Aufgabe:
In welchem Jahr hat der Kaufmann Johann Adolph Böcking laut dem Textauszug über das Mittelmosel-Museum den Familiensitz gebaut?

Textauszug:
Wer die Stufen im Mittelmosel-Museum in Traben-Trarbach hinaufsteigt, der überschreitet die Schwelle in eine andere Zeit. In eine Ära als Prominente wie Goethe oder der preußische König in der Villa verkehrten.
Wenn die Wände reden könnten, was hätten sie wohl zu erzählen. Immerhin gab sich alles von Rang und Namen damals hier die Klinke in die Hand: Der preußische König Friedrich Wilhelm IV. genauso wie Goethe oder die eingeheirateten Familie Scheibler, Karcher, Stumm oder Krupp.
Denn die Bewohner der stattlichen Villa im Stil des Trierer Barock gehörten zu den wohlhabendsten Leuten der ganzen Region. Sie hatten es mit dem Handel von Kaffee, Seide, feinsten Gewürzen, Tabak und Wein sowie als Bänker zu einem Vermögen gebracht. Es war der Kaufmann Johann Adolph Böcking, der den Familiensitz Jahr 1750 erbaute. Dessen Enkelin heiratete später den Auszubildenden Nicolas Villeroy, einer der beiden Gründer des Keramikunternehmens in Mettlach.
Das Patrizierhaus gehört zu den wenigen Gebäuden von Trarbach, die den großen Stadtbrand im Sommer 1857 überstanden. Immerhin schaffte es sogar der Deckenstuck unbeschadet ins neue Jahrtausend.
Großbürgertum im Mittelmosel-Museum
Inzwischen ist in den Räumen das sehenswerte Mittelmosel-Museum untergebracht. Bis unters Dach gefüllt mit Kunst und Antiquitäten. Hier zieren Ölgemälde mit den Häuptern der Familie die Wände, darunter der Hausherr gerahmt in Gold. Dort schlagen alte Pendeluhren die Stunde.
Wundervoll, diese gemalte Leinwandtapete mit Motiven aus dem Kleist-Gedicht „Frühling”!

Einträge im Datensatz:
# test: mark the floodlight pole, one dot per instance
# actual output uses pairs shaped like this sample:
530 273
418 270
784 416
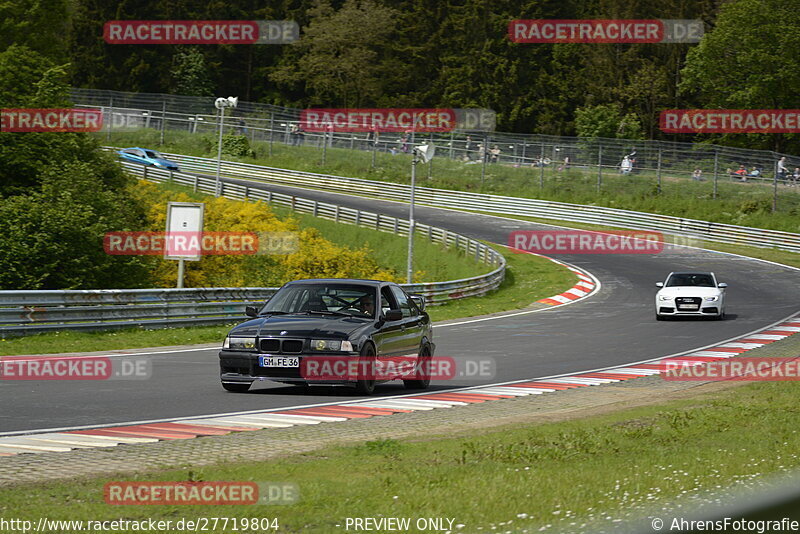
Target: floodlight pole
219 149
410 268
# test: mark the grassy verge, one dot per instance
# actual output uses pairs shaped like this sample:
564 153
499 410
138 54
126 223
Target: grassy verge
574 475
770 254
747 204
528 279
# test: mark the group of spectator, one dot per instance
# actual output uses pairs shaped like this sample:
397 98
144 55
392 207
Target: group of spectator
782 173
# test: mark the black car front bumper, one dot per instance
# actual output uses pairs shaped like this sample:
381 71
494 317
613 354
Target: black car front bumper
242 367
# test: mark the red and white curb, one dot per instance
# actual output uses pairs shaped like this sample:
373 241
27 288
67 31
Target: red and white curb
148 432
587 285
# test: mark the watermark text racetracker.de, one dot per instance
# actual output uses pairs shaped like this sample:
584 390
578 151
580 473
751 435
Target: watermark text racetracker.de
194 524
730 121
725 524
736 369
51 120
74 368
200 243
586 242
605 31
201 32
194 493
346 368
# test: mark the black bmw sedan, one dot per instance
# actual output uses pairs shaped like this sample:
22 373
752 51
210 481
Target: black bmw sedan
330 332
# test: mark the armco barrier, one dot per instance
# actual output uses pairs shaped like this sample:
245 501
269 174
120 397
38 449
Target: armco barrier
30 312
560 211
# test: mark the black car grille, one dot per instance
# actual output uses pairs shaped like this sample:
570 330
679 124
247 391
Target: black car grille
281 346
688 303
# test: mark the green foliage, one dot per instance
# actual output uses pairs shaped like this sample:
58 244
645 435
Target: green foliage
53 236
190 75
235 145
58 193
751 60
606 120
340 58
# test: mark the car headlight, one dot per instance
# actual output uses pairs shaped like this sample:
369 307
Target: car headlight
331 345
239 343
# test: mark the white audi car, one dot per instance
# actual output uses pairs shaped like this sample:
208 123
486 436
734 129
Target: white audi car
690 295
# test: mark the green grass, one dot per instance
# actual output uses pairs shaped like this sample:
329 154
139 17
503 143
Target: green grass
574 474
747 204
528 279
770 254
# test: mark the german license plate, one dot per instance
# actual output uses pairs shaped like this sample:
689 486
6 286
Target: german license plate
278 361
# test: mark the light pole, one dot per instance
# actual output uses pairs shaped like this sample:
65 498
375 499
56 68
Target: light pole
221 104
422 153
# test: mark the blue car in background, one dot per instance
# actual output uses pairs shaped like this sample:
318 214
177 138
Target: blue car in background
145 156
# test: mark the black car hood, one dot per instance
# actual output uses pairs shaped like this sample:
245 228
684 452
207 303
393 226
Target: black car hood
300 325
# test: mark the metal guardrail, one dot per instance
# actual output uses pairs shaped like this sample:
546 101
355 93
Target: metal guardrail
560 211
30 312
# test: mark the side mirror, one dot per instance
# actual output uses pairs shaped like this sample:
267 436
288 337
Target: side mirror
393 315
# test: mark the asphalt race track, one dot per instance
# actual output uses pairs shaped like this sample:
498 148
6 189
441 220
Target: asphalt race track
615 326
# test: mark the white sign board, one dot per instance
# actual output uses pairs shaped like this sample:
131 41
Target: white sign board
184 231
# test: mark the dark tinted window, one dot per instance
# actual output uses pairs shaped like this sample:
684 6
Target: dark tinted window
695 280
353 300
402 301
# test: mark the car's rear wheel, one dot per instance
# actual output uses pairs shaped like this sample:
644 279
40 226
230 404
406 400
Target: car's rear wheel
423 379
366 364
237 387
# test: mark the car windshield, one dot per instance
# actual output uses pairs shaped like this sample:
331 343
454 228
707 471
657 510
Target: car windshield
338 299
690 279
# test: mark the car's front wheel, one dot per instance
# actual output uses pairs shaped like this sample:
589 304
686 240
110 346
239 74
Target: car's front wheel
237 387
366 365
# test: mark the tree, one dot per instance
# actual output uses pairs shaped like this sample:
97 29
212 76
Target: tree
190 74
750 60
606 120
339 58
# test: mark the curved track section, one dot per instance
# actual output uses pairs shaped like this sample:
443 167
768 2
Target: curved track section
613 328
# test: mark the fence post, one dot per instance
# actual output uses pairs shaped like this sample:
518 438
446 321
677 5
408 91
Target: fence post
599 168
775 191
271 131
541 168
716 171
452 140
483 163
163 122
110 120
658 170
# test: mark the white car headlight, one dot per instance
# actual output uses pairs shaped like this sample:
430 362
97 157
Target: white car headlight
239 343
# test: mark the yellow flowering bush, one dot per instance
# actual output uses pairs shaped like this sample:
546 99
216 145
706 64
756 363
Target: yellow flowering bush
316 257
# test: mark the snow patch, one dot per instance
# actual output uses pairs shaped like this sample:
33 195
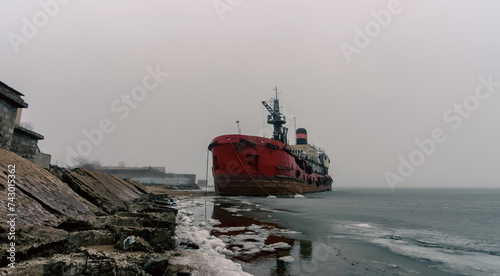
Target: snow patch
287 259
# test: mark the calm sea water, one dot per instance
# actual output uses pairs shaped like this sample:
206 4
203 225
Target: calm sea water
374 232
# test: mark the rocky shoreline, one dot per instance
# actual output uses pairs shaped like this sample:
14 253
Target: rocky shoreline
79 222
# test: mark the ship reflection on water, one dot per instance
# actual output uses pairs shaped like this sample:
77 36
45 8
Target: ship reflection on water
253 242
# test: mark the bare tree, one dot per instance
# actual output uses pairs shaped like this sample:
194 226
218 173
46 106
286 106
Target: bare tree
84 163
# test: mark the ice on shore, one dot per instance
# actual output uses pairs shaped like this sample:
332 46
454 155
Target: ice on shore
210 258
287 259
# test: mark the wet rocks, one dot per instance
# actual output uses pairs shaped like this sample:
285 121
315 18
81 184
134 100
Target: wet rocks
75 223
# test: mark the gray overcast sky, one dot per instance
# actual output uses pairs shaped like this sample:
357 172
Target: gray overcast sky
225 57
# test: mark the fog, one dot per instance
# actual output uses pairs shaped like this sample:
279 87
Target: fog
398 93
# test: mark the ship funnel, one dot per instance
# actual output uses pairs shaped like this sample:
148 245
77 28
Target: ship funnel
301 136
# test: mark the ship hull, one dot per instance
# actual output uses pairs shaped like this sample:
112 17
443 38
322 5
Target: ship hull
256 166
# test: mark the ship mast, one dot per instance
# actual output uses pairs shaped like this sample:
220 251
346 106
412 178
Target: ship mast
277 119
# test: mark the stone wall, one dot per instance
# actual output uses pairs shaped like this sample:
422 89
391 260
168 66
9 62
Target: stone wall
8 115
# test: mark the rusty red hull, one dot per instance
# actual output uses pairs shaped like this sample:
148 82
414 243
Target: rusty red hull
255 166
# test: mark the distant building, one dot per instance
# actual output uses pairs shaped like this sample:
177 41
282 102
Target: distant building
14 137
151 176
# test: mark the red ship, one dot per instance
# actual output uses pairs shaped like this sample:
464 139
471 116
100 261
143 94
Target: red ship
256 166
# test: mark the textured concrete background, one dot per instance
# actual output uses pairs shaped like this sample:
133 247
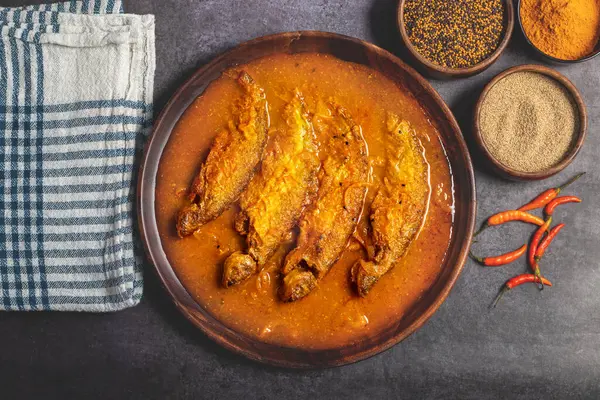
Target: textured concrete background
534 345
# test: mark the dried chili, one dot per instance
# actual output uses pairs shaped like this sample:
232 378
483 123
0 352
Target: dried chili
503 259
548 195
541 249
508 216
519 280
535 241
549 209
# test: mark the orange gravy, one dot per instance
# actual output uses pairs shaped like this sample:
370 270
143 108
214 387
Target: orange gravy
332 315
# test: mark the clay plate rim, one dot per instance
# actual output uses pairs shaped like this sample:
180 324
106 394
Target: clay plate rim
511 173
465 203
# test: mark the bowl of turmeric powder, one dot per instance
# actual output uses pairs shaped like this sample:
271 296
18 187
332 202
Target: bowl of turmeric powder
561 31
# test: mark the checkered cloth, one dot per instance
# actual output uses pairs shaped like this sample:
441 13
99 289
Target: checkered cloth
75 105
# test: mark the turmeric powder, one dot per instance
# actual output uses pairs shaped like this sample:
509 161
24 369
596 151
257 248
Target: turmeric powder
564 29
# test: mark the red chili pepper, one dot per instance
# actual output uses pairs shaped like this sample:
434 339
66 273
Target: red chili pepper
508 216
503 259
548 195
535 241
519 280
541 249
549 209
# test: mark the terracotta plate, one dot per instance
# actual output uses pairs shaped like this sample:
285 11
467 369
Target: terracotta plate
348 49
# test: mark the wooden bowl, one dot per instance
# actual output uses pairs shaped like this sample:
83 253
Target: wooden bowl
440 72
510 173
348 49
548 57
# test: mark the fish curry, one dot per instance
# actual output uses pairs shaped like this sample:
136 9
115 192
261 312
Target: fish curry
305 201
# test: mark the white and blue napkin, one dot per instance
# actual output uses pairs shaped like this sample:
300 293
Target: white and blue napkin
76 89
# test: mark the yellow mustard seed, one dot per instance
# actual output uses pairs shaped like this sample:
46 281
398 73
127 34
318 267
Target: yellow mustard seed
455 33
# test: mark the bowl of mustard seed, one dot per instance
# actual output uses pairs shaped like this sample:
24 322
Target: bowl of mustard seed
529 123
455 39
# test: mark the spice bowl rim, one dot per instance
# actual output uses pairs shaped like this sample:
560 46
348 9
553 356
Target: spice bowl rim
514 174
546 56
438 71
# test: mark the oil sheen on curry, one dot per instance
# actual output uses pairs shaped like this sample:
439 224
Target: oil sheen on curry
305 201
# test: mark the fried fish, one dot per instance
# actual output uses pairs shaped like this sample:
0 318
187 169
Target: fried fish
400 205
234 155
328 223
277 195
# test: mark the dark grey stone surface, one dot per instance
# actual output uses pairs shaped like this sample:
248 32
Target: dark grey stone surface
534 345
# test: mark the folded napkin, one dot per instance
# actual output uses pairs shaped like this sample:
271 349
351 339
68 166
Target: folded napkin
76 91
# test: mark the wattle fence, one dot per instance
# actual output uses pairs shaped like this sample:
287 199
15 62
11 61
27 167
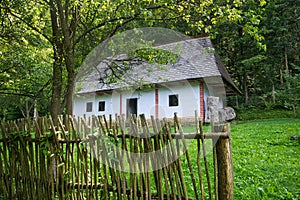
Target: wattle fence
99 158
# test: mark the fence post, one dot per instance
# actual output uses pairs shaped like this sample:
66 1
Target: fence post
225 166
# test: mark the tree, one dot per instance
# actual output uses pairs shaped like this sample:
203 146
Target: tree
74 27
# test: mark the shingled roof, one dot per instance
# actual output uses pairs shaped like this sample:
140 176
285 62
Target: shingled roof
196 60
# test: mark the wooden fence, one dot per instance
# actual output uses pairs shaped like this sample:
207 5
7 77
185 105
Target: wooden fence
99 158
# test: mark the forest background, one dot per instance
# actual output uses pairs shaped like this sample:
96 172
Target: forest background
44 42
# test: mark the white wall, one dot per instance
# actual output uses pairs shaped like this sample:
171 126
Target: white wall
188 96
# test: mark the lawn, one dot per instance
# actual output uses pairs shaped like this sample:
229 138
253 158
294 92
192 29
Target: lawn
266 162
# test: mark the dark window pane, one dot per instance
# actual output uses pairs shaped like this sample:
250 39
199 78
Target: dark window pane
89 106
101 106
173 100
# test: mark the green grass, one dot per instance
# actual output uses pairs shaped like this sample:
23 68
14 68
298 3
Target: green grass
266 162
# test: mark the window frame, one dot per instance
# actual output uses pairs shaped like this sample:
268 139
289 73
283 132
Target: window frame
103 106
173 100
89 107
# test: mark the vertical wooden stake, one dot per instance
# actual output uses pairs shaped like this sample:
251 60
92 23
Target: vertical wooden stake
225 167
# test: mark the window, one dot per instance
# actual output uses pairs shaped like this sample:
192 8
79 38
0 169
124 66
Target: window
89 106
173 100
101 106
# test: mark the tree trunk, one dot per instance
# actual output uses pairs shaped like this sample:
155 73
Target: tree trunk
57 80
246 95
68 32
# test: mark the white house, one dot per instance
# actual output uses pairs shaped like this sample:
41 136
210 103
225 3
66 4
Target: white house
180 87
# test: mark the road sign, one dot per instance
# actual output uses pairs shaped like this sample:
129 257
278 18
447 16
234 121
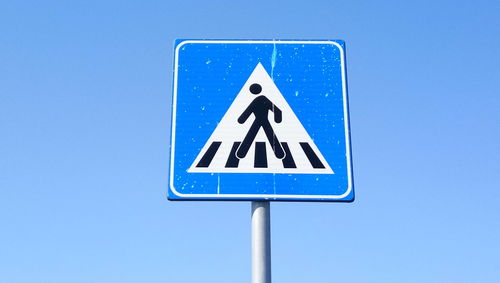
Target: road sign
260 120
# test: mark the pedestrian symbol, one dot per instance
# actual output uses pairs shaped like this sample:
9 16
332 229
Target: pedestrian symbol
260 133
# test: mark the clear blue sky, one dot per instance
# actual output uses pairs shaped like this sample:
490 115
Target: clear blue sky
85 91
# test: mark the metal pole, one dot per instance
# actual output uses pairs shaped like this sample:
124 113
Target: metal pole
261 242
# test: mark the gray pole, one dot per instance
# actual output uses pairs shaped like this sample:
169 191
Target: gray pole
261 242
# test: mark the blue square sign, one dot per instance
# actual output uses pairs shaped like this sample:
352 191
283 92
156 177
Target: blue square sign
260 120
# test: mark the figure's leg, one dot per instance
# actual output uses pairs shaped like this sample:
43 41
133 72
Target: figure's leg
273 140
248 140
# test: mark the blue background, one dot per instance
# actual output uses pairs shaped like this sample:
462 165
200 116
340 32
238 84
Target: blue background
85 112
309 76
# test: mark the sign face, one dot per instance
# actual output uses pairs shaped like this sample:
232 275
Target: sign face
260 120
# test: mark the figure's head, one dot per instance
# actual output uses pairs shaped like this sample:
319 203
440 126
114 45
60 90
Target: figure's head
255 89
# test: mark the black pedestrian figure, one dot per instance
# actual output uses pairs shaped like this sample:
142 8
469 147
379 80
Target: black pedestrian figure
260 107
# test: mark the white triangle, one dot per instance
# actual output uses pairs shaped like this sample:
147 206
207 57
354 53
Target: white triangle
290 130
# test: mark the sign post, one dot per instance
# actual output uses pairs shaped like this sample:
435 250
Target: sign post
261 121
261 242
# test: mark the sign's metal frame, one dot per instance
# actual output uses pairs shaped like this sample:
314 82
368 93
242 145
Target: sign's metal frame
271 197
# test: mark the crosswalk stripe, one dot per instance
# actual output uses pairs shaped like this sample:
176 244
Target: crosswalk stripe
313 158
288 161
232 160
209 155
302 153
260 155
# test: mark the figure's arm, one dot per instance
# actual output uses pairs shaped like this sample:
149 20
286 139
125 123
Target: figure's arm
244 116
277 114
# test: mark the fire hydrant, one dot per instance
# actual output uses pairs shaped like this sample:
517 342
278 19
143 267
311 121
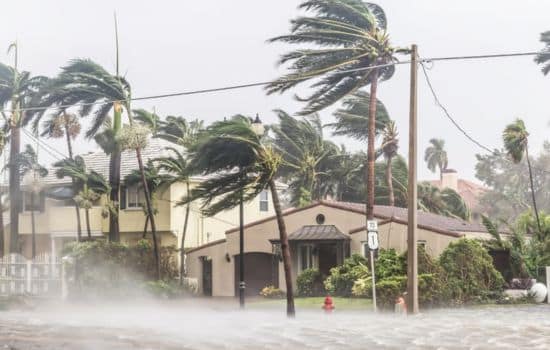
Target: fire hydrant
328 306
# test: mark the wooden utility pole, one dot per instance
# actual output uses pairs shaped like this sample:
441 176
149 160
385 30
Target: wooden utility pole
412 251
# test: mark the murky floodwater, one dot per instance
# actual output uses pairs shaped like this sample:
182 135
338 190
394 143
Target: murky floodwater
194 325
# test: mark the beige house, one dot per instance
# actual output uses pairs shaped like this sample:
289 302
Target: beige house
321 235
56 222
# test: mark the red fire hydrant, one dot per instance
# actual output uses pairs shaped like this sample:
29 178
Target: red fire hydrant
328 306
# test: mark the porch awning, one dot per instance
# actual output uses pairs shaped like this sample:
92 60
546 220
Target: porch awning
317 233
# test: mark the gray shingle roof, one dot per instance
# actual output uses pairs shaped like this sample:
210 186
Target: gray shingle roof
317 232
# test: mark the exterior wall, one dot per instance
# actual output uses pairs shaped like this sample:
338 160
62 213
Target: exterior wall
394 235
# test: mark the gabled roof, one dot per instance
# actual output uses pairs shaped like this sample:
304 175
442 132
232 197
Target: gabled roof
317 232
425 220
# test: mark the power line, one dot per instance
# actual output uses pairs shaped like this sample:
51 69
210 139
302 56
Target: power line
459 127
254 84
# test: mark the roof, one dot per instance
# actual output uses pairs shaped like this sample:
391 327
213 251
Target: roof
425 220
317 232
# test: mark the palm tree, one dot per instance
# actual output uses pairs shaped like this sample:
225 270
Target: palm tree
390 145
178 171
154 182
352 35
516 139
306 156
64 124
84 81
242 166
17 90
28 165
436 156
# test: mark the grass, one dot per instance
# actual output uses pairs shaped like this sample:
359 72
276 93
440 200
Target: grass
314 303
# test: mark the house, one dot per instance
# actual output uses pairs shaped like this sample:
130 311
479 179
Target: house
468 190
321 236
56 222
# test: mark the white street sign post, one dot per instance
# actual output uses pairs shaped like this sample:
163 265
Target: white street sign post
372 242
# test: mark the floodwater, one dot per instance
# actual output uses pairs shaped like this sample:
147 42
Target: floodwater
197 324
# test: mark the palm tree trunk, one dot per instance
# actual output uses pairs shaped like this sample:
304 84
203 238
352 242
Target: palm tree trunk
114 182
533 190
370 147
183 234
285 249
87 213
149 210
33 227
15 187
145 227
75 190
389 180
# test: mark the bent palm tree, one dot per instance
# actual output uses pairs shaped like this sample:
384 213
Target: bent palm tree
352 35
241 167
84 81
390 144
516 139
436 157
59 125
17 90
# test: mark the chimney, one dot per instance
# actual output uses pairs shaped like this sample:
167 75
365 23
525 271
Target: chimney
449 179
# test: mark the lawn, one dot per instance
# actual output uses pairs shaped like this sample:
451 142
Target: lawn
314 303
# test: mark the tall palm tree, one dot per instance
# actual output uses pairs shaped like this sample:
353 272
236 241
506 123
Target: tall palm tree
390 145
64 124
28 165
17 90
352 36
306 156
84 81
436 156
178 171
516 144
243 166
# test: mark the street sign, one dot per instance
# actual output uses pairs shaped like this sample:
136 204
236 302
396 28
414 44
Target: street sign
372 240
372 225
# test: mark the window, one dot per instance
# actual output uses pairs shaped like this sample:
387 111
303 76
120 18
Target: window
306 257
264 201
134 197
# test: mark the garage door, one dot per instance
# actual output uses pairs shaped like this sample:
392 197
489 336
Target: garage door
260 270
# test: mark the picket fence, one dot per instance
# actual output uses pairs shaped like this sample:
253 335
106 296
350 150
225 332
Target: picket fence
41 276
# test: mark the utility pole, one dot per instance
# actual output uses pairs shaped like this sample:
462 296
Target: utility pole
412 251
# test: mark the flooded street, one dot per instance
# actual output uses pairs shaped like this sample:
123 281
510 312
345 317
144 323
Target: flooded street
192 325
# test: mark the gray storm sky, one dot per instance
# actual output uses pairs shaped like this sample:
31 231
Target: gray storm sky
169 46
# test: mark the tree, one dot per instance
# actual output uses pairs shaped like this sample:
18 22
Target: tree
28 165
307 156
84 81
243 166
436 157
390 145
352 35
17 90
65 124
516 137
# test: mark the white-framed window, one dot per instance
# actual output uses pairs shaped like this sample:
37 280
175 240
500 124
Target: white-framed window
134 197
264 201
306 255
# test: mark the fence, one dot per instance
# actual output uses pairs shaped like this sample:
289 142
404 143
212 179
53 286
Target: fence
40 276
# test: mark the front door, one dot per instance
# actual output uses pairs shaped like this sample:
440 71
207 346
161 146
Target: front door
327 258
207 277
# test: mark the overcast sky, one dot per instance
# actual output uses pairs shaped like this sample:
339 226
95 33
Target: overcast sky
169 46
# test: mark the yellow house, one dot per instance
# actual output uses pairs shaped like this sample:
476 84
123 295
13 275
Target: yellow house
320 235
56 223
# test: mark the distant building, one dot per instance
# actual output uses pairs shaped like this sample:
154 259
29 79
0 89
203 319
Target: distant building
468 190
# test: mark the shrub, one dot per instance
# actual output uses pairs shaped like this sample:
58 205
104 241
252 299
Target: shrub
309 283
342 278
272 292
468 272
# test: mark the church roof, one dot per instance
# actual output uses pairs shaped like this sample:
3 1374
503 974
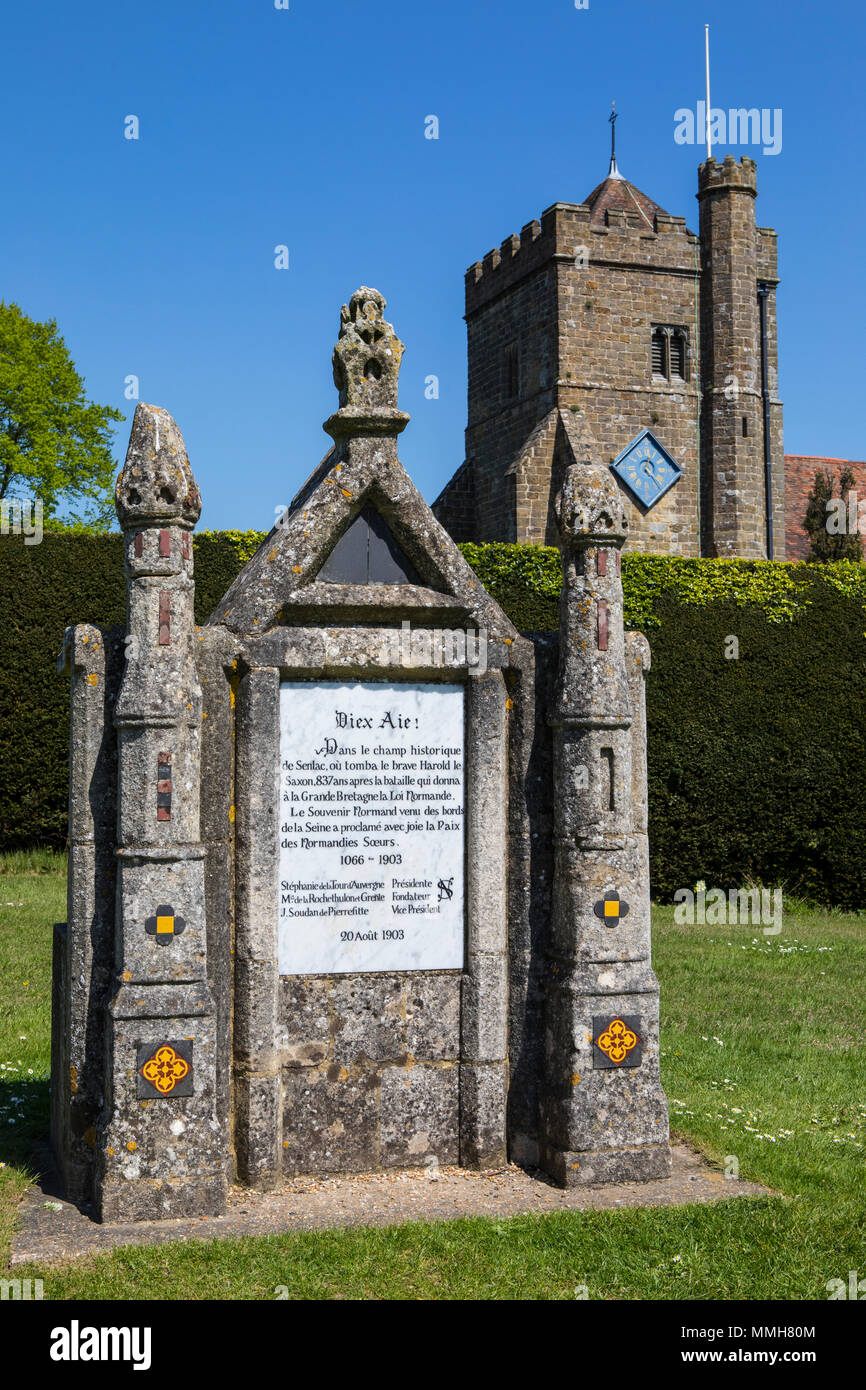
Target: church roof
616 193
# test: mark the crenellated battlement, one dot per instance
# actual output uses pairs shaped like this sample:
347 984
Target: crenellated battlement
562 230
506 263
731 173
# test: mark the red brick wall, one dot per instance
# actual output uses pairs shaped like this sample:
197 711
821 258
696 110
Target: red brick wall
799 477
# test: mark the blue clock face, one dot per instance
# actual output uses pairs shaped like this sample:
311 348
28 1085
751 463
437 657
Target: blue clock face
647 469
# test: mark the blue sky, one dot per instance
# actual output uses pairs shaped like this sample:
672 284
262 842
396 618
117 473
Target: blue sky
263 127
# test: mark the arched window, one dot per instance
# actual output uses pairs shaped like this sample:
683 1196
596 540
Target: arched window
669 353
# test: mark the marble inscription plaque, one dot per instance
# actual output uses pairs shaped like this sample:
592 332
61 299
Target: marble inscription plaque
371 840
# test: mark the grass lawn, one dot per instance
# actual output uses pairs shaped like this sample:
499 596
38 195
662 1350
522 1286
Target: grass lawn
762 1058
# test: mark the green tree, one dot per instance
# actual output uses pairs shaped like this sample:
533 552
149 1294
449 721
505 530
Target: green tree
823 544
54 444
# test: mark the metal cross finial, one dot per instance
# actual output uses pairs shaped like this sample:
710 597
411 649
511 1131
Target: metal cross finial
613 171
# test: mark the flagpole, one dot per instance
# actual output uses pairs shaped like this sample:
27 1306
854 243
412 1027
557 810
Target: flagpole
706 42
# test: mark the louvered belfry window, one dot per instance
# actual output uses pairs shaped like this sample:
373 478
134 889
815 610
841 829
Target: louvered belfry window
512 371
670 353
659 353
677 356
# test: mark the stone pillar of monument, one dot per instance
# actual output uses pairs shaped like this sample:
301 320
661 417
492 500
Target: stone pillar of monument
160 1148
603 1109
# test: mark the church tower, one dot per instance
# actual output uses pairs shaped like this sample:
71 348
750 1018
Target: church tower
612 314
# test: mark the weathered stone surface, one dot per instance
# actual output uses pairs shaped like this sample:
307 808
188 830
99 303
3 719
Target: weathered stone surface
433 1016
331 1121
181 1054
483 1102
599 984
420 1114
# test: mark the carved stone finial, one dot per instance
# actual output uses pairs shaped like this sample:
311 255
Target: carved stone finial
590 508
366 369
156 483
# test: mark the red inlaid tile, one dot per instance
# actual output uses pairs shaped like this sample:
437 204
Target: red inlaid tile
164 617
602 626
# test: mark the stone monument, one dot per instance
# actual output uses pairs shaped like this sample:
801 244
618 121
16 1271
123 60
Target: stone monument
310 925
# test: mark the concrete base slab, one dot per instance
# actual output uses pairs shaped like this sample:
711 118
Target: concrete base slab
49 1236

Gelöste Aufgabe:
Im Jahr 1750.